_Exercise aim_:
Return only the line that contains "out the chrome" and each line after it, through the last line of the data below, copied exactly.

Object pointing dataset rows:
○ ○ ○ ○ ○
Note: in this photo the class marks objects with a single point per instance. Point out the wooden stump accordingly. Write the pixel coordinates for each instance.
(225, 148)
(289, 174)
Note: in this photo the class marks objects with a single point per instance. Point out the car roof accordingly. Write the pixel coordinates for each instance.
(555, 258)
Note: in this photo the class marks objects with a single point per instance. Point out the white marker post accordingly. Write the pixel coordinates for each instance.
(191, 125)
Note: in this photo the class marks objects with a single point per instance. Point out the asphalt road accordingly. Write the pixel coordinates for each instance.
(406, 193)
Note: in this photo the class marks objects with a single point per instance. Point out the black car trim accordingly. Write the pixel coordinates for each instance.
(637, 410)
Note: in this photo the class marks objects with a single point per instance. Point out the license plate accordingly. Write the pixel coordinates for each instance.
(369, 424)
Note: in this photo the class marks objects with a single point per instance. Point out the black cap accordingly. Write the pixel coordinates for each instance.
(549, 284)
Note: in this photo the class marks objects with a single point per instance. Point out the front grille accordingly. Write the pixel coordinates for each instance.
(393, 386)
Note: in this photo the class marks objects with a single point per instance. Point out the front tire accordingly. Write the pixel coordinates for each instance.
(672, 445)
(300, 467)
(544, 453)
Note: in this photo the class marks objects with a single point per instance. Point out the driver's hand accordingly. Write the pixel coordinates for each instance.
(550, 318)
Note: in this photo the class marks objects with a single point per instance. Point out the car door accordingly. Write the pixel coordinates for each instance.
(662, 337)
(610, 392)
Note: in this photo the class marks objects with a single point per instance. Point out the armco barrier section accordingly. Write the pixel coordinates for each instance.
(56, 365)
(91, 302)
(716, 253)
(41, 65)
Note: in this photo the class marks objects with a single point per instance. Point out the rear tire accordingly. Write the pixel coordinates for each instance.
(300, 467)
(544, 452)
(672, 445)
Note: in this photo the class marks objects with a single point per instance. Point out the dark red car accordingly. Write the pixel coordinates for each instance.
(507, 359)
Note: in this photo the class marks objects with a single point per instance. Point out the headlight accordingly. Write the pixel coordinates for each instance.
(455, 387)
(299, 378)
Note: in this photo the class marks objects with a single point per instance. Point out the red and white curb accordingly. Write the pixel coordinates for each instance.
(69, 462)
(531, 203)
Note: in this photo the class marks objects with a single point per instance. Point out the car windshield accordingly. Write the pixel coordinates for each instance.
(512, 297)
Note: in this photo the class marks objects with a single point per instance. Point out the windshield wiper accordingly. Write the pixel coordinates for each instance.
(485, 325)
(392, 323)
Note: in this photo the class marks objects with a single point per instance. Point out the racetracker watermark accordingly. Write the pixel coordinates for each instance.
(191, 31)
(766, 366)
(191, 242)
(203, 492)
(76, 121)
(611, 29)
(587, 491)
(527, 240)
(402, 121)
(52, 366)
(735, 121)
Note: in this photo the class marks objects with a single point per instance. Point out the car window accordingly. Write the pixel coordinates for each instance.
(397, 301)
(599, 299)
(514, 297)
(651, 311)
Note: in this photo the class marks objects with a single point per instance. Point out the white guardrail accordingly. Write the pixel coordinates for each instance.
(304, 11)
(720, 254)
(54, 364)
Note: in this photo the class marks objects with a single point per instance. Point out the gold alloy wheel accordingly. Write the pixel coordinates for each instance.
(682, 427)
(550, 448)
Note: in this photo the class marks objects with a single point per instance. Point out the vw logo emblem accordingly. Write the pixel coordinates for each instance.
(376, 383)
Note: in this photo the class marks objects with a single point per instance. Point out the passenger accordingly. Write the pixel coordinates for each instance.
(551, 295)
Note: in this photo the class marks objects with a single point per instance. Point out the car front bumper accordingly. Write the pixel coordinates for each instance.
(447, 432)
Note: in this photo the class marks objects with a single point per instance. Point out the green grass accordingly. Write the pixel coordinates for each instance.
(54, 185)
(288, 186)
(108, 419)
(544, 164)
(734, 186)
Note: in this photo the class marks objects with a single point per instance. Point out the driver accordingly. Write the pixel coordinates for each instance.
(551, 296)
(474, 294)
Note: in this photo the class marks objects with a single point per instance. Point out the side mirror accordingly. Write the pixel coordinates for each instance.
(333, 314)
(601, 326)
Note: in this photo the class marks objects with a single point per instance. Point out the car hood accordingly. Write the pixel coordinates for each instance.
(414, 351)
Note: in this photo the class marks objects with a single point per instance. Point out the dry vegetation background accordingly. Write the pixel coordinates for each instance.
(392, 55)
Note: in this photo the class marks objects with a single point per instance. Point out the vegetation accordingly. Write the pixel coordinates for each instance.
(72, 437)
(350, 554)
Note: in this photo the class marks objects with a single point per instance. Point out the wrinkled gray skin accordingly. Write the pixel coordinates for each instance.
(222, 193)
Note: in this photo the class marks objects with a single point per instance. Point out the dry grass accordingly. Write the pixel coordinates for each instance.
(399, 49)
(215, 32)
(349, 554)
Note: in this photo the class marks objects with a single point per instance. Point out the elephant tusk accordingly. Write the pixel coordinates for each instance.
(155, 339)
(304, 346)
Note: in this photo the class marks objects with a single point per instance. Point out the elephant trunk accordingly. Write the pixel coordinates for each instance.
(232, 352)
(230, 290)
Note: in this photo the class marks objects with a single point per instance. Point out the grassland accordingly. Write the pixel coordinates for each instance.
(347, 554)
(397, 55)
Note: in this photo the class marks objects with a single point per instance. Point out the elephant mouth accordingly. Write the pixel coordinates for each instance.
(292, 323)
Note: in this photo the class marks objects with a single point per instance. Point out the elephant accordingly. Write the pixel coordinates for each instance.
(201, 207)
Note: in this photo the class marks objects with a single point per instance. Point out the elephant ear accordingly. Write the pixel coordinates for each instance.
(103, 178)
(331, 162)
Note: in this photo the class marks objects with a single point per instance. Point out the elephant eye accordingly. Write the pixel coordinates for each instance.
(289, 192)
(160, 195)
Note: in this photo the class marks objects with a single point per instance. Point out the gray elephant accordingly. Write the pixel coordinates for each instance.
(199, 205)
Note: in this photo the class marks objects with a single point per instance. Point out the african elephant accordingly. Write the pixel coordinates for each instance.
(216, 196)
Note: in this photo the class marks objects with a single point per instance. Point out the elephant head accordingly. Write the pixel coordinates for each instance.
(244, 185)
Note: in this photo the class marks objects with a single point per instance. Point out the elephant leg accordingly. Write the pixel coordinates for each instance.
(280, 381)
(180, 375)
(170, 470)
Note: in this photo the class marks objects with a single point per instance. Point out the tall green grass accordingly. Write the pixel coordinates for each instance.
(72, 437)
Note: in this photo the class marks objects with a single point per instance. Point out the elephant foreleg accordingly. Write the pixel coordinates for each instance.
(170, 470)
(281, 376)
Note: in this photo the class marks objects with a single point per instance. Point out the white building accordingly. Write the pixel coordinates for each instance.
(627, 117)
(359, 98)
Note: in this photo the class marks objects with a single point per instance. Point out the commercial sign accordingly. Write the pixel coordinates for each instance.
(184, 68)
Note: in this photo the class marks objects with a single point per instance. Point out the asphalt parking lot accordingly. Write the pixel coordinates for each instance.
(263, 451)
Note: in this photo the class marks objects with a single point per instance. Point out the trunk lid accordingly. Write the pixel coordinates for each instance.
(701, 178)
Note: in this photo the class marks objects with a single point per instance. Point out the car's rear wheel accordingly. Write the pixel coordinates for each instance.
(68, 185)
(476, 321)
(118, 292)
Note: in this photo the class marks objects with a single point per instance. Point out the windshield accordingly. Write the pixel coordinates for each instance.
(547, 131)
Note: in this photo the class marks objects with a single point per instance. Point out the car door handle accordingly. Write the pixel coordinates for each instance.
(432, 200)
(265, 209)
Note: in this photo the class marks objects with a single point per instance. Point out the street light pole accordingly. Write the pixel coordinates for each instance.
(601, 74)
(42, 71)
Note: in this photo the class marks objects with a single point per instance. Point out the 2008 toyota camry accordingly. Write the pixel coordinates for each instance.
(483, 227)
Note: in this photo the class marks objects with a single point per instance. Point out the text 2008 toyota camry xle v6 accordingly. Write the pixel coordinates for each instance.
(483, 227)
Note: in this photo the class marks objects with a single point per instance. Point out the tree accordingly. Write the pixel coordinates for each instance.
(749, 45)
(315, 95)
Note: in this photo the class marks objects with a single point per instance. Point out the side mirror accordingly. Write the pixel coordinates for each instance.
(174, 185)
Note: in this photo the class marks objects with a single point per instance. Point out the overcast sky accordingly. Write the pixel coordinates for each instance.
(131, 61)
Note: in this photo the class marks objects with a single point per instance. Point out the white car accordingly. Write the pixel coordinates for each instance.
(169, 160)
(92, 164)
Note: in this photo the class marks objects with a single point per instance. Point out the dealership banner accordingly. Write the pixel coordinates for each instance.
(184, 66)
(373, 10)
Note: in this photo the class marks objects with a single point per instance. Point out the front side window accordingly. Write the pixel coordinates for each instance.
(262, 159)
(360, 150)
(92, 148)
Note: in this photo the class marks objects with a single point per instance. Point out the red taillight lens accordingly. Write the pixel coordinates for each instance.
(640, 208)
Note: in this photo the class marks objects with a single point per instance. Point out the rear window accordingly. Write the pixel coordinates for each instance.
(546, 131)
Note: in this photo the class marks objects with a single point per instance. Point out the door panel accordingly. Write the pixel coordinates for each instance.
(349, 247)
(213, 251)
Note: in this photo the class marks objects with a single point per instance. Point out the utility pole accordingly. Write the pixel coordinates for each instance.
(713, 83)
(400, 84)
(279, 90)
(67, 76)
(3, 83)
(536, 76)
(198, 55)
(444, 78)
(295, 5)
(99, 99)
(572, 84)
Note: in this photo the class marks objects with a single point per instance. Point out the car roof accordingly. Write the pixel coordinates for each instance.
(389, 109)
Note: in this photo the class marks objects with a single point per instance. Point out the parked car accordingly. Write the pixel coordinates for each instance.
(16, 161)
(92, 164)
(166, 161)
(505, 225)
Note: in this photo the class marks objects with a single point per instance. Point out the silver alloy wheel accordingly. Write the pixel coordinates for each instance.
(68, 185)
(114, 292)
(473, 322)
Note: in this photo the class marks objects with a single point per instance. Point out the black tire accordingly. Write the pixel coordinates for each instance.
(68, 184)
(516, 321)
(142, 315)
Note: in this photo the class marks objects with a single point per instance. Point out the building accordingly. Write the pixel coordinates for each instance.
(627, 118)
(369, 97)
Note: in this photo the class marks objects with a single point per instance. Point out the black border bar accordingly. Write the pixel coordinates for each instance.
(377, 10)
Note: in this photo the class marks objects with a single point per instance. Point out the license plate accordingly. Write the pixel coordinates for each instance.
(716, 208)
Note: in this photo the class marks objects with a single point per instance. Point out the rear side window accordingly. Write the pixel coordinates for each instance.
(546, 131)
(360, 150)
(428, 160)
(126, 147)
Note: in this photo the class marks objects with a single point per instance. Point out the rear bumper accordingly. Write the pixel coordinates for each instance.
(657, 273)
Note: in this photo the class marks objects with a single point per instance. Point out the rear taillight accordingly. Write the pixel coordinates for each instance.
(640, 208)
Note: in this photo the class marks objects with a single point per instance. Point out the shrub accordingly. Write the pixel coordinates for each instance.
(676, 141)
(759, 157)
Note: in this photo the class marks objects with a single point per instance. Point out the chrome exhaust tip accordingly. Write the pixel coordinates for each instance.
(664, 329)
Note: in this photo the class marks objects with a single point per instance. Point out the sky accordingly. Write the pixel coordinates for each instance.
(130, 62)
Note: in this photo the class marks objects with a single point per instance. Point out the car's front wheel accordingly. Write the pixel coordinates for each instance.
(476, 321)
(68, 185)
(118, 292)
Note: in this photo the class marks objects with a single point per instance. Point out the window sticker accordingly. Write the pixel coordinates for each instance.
○ ○ ○ ○ ○
_Output of the task_:
Note: in this photo the class marks objects with a single point per instance. Point out the chrome exhaust tip accordingly. Write the pixel coordinates for each instance.
(664, 329)
Note: in this photo the class marks objects with a single point per instance. Point out the sky accordingly. Write the pixel coordinates for each instance.
(130, 62)
Note: in this photo the class marks objects with a single point per instance. Point out the car's front wheel accordingly. Write the pixel coordinates for each instance.
(476, 321)
(68, 185)
(118, 292)
Note: in this photo the class marks objects with a single point per instance. Point out the window sticker accordingly. Write the pixel coordinates for each instance.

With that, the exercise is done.